[start]

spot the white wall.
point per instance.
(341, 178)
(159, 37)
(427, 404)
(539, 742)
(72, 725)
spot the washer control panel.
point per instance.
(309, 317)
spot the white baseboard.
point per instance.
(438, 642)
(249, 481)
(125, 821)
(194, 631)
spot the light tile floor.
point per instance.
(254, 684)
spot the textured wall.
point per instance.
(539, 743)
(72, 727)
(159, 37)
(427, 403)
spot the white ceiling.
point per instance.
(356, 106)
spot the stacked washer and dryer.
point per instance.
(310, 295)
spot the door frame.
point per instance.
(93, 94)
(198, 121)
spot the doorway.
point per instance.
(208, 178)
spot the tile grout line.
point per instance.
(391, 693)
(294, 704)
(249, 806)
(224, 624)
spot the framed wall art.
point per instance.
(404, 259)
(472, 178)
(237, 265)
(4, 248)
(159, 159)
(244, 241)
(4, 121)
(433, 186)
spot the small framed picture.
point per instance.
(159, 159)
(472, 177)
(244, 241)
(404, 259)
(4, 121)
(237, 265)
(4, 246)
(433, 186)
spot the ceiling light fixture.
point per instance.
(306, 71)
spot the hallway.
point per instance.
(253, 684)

[end]
[start]

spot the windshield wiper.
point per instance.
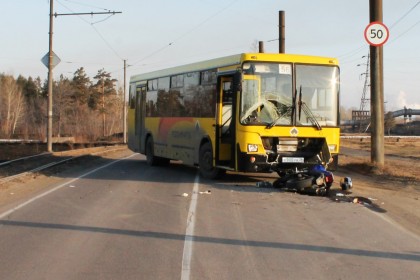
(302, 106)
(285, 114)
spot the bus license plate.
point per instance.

[end]
[start]

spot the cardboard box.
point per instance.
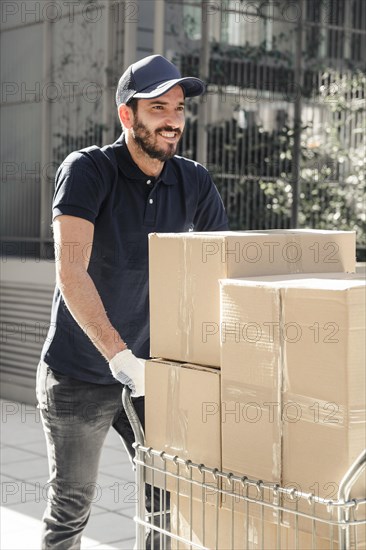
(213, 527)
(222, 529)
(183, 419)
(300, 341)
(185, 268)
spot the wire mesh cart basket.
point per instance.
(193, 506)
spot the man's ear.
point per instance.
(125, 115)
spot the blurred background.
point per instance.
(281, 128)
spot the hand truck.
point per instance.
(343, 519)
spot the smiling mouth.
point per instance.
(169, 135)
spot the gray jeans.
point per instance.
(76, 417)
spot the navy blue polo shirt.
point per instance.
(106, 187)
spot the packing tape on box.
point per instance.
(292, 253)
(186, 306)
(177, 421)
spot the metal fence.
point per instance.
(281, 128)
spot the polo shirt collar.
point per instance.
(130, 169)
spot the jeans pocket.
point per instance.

[end]

▸ **Stated exercise**: How many lines above contain the word "shirt"? Reply with the number alone.

▸ **Exercise result**: 2